- Stated goal -
Which lines in the material below contain the word "wearing"? Pick out each one and copy it in full.
+++++
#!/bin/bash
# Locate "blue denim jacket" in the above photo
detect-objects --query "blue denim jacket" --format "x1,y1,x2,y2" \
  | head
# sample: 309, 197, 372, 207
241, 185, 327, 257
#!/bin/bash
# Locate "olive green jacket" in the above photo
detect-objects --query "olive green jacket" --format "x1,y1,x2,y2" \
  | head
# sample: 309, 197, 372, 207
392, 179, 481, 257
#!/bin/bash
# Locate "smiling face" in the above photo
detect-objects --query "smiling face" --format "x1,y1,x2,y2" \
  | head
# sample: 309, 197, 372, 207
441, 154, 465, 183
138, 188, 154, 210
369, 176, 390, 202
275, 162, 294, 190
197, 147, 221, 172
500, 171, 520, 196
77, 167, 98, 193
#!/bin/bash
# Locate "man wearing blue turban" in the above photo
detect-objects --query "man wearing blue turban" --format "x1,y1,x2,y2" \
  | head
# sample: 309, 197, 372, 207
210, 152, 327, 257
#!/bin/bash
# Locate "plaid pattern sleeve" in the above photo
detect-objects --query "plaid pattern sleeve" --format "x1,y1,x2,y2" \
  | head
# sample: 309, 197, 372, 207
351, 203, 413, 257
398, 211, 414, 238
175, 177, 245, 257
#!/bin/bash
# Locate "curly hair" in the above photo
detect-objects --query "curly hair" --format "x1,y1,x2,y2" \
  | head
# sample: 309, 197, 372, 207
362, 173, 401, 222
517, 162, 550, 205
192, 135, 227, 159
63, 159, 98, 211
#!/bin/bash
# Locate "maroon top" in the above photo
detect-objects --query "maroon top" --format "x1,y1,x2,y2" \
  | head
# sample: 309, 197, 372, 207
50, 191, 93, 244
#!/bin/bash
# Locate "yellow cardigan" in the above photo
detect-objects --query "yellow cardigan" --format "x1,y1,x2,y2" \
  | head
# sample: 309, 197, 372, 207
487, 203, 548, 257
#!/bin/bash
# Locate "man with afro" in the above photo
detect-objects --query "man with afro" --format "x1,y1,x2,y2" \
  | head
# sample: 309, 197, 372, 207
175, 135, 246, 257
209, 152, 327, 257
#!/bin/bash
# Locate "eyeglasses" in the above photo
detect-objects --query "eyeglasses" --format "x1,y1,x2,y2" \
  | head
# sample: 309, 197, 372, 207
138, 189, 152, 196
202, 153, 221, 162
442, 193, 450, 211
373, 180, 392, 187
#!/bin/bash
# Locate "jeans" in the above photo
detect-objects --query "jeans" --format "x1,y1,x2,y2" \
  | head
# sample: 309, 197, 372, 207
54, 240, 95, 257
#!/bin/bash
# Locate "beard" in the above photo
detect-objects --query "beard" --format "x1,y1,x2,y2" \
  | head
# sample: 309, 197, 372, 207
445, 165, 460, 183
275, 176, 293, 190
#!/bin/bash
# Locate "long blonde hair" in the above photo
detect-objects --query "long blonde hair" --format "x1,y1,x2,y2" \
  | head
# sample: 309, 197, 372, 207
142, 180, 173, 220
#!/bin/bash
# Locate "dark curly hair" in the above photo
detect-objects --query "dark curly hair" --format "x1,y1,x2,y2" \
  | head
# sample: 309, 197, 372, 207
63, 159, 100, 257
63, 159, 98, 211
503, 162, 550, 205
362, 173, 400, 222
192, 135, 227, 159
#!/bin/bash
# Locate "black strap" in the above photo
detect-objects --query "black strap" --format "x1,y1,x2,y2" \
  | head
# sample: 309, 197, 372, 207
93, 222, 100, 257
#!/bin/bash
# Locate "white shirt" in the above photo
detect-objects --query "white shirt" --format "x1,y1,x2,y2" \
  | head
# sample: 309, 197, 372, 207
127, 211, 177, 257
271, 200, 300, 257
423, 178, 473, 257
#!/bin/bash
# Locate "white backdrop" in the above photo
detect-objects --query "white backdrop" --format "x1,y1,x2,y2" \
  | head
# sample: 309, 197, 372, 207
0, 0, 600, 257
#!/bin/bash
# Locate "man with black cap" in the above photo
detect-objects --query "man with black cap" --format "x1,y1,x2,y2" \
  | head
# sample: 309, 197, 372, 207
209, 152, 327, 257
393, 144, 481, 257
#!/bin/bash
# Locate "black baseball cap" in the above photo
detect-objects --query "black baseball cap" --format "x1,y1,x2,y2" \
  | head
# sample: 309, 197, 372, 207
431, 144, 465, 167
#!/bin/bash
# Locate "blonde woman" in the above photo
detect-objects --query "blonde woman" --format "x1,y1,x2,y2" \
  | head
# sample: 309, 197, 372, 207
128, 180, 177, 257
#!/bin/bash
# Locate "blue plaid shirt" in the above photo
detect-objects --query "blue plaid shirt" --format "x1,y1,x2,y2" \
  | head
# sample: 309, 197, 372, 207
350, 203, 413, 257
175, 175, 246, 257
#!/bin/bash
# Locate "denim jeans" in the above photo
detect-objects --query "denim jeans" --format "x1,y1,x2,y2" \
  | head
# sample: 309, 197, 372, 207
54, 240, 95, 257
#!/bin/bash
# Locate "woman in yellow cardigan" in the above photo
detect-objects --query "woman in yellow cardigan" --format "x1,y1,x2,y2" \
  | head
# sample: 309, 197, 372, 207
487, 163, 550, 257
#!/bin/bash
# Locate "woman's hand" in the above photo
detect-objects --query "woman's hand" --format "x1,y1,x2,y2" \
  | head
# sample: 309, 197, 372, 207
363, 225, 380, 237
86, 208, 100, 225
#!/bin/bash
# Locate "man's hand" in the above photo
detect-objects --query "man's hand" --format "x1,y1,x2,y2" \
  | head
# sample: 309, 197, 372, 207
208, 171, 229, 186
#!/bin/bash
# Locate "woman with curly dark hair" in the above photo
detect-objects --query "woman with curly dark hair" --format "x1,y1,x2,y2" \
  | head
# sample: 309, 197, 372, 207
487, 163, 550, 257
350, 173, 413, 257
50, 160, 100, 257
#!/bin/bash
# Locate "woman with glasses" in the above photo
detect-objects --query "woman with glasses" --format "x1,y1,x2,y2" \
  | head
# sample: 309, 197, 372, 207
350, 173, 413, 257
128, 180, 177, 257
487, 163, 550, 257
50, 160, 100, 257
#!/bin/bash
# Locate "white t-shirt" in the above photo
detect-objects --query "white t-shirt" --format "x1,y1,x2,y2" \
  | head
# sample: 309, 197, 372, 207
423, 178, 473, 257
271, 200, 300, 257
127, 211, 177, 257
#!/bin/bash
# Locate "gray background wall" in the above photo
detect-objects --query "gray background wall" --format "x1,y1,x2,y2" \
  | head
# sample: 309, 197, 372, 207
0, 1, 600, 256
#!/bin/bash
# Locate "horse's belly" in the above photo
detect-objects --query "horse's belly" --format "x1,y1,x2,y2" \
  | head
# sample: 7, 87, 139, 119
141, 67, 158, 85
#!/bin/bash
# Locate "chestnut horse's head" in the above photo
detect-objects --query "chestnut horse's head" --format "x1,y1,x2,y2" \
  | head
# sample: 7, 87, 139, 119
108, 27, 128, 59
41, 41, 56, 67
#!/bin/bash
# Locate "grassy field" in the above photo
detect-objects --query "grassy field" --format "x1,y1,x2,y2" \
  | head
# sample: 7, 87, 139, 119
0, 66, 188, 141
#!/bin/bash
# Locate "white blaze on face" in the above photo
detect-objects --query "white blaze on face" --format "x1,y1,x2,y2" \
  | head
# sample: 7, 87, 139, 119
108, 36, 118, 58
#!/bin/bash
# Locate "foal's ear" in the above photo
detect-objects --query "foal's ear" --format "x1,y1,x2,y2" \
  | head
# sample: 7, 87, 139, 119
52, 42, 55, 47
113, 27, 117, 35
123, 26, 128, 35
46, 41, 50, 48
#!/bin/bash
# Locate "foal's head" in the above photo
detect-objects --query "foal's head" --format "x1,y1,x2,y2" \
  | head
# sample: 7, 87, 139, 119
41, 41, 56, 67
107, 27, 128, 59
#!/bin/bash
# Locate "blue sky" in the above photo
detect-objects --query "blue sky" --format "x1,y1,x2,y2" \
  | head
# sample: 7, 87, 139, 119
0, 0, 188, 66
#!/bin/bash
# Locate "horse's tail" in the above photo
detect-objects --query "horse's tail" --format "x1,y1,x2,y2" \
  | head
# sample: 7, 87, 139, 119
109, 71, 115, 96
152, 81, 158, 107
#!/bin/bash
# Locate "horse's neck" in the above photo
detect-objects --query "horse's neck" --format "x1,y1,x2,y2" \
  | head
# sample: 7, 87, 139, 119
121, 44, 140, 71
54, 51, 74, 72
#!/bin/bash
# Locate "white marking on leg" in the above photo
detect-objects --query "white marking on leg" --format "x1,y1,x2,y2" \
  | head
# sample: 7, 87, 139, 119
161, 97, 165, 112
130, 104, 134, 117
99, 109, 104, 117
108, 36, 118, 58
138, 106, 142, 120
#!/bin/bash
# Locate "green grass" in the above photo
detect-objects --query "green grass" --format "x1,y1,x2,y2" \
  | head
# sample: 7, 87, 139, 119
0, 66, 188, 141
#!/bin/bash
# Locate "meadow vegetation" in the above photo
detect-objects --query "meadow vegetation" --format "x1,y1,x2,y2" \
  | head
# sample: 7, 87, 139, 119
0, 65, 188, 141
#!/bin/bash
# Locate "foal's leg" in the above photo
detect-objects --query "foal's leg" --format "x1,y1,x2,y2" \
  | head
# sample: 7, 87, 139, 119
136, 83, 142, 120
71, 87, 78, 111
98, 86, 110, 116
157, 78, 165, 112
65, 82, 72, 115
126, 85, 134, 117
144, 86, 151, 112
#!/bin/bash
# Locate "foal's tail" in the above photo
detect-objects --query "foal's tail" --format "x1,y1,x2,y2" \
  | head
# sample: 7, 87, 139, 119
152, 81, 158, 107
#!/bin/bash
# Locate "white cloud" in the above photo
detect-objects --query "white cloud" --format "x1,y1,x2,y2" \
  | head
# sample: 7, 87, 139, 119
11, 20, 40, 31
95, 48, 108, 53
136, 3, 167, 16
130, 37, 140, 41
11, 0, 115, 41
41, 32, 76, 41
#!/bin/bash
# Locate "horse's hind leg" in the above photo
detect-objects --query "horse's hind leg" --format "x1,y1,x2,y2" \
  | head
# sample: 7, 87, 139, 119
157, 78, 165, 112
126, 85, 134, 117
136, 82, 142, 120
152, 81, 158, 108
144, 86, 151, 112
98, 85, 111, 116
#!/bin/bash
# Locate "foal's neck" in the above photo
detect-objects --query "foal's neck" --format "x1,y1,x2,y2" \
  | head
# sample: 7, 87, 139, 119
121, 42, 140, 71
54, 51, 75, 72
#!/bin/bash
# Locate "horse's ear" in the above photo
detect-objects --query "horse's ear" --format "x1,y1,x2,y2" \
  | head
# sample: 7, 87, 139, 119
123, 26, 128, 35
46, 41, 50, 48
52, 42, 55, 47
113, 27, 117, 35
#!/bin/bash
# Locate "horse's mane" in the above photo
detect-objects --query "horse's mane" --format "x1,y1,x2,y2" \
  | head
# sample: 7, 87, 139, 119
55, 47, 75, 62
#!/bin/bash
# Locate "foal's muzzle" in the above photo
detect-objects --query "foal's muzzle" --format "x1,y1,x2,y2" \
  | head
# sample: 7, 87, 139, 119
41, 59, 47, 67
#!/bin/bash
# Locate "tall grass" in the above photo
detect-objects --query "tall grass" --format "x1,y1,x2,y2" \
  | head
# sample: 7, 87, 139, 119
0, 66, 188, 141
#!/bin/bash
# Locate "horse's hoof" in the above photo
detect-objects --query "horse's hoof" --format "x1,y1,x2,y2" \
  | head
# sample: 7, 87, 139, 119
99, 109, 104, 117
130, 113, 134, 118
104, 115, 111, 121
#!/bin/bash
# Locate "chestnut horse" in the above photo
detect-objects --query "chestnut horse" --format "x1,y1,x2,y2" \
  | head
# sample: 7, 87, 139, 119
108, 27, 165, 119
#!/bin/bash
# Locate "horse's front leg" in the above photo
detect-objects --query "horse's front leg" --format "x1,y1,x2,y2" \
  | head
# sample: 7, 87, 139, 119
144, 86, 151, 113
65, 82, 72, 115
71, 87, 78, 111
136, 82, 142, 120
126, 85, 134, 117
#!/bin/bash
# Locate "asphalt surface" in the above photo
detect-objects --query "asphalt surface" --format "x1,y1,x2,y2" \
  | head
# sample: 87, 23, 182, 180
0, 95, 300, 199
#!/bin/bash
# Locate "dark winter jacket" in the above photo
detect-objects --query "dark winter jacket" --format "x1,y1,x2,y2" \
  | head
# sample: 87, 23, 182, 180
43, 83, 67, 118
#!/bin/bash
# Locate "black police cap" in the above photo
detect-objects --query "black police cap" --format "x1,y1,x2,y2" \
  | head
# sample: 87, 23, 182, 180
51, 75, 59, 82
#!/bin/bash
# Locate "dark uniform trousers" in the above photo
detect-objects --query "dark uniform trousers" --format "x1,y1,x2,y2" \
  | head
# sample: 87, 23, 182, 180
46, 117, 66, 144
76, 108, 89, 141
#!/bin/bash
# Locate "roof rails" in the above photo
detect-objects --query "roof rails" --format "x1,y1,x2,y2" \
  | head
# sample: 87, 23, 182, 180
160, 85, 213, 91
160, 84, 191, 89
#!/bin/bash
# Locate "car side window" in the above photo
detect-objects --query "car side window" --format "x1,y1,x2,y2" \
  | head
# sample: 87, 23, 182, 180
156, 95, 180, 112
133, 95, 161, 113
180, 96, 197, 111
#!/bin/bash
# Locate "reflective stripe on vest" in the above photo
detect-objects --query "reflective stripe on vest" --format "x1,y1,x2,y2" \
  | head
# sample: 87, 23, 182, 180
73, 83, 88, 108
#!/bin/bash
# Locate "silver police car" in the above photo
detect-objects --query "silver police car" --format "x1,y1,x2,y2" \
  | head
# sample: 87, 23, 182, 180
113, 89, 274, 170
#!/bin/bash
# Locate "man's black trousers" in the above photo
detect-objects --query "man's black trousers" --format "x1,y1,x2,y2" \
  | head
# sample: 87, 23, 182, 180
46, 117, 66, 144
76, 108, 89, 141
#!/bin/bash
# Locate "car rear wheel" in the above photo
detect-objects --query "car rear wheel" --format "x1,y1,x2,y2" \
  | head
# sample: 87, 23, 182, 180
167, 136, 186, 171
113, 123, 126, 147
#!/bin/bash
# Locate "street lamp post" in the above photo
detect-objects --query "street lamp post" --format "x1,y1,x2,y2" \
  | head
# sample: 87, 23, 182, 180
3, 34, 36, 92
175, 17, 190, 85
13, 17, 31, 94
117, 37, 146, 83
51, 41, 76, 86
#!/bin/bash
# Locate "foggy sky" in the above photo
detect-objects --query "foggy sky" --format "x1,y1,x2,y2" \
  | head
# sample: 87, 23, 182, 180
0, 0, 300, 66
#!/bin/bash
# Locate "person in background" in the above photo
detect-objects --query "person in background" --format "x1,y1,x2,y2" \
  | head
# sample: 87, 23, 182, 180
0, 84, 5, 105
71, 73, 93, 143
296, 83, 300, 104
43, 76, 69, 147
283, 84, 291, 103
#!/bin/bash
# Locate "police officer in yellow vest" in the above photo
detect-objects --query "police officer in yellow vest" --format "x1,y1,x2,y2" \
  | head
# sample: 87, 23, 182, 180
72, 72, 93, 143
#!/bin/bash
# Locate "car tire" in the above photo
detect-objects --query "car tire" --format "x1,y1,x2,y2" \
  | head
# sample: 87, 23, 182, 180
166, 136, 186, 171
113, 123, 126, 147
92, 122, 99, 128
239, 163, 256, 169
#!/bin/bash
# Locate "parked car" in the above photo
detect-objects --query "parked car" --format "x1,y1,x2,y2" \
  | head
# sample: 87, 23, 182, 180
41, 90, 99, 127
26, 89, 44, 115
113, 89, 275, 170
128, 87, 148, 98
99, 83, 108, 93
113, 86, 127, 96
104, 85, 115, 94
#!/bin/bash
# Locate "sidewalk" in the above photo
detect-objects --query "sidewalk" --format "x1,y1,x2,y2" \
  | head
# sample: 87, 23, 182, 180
+++++
- Reply -
# Locate "man wearing blue turban" in the above photo
detect-objects --query "man wearing blue turban" --format "x1,y1,x2,y2" \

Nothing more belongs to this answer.